• STATED EXERCISE:
According to the text on SageMaker Pipelines, why are the pipeline parameters set up? Answer in one to three sentences.

• TEXT TO READ:
-=-=-=-=-
SageMaker Pipelines allow us to create reusable workflows for machine learning tasks. 
By defining our process as a pipeline, we gain several benefits:

1. Reproducibility: The entire workflow can be easily recreated and rerun
2. Automation: Steps are executed automatically in sequence
3. Scalability: Pipeline can handle large-scale data processing and model training
4. Versioning: Each run of the pipeline can be tracked and compared

In this section, we'll define the steps of our pipeline, including data preprocessing, 
model training, and model registration.

## Define pipeline parameters

In this section, we set up essential parameters for our SageMaker pipeline. These parameters define:

- The pipeline session for managing our workflow
- AWS region and model naming for resource management
- Compute resources for data preprocessing
- Caching configuration to improve pipeline efficiency

These settings help us optimize our pipeline's performance, ensure consistency across runs, and manage computational resources effectively. Adjusting these parameters allows us to fine-tune the pipeline for different scenarios or datasets.

In [None]:
pipeline_session = PipelineSession()
-=-=-=-=-
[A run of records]

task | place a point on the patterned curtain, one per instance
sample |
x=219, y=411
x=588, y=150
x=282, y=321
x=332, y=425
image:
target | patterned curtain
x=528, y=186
-=-=-=-=-
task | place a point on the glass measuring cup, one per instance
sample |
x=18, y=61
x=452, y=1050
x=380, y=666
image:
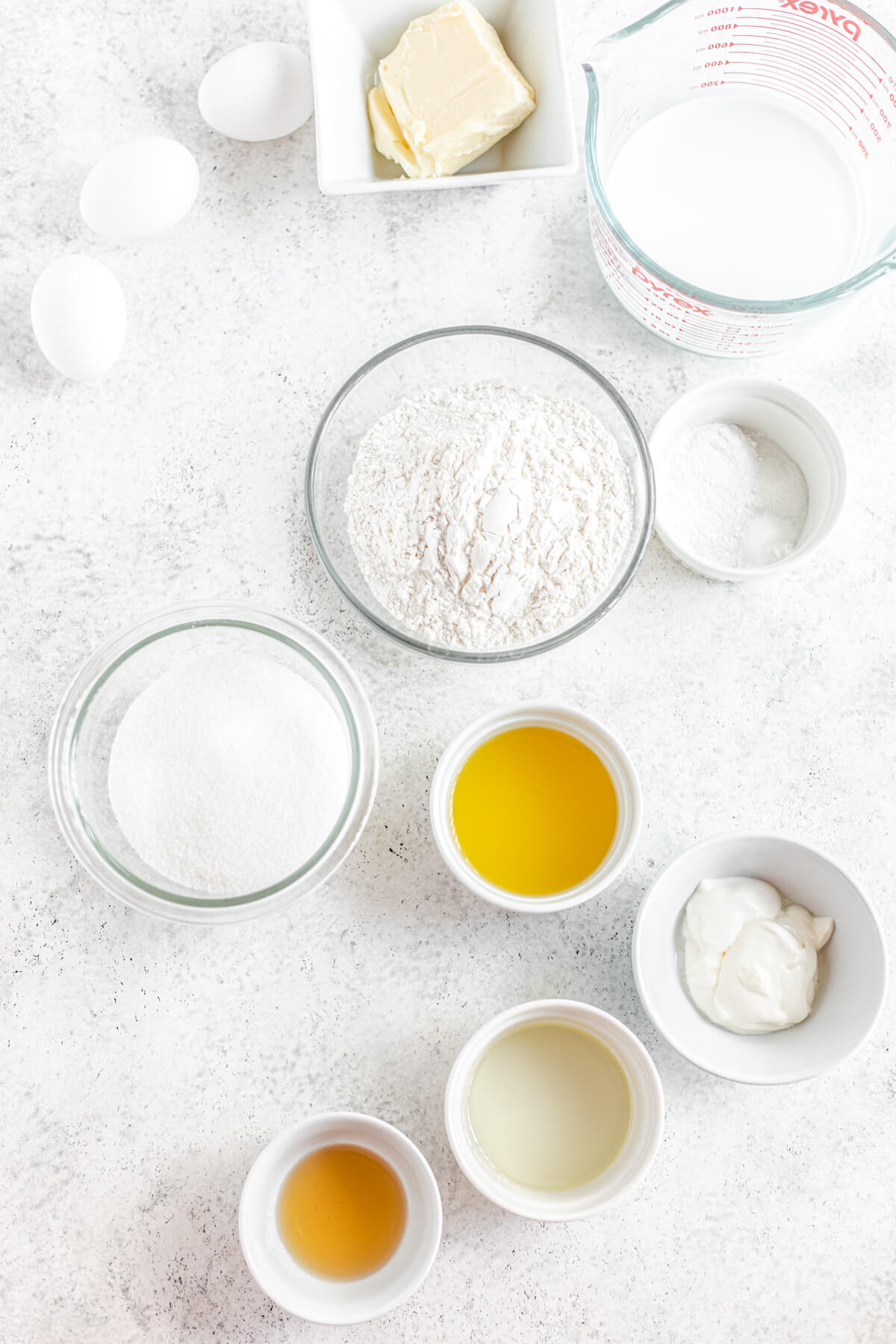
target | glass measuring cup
-=-=-=-=-
• OUTPUT OF THE EXERCISE:
The parameters help optimize the pipeline's performance, ensure consistency across runs, and manage computational resources effectively. Adjusting them also allows the pipeline to be fine-tuned for different scenarios or datasets.